Challenge A :: Output the portion of the passage on collective intelligence between "Through synthesizing their" and "throughout the industry.", inclusive, word for word.

As with ants, bees and termites, self organization can give rise to superior adaptive behavior. The Internet is effective in that respect; making it easier for individuals to communicate, verify, organize and engage. This reinforces positive sum behavior.

The essential next stage is to make the structure of self organization more accessible, friendly and consciously self improving. The insect equivalent would be all of the termites jointly designing their arcology in response to emerging conditions as they simultaneously build it.

We can add structures to the Internet that will expand the use of our collective intelligence. The actual design of such structures is not particularly difficult. Much of that has already been evolving in pockets of innovation for decades.

Almost fifteen years ago, using a wise decision model based process called the Advanced Management CatalystTM (AMCat), a diverse group of industry experts created a strategy for the United States shipbuilding industry in three days.

Through synthesizing their wide range of knowledge and experience, they also discovered a critical constraint on the future of American shipbuilding. While U.S. marine research was the best in the world, American companies were not translating that research into mainstream performance. The insights from this event traveled like wildfire throughout the industry.

The technology and infrastructure is in place to support rapid implementation of such stigmergic decision processes. We are talking about months, not years, to do this. That is good because we cannot have wise and universally compelling decisions soon enough.

With structures in place that leverage collective intelligence, the initiative of thousands, someday millions, of people can be brought to bear on creating and implementing a vision for humanity’s common future. We will be able to share a vision, act from a strategy and communicate with a clear voice. People will support what they have personally participated in creating.

Provided records ::

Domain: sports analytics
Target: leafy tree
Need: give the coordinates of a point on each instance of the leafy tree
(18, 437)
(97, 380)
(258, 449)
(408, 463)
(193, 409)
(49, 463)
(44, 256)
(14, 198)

Challenge B :: How many lines in the entries above contain the string "leafy"? Reply with the number only.

Response A ::
Through synthesizing their wide range of knowledge and experience, they also discovered a critical constraint on the future of American shipbuilding. While U.S. marine research was the best in the world, American companies were not translating that research into mainstream performance. The insights from this event traveled like wildfire throughout the industry.

Response B :: 2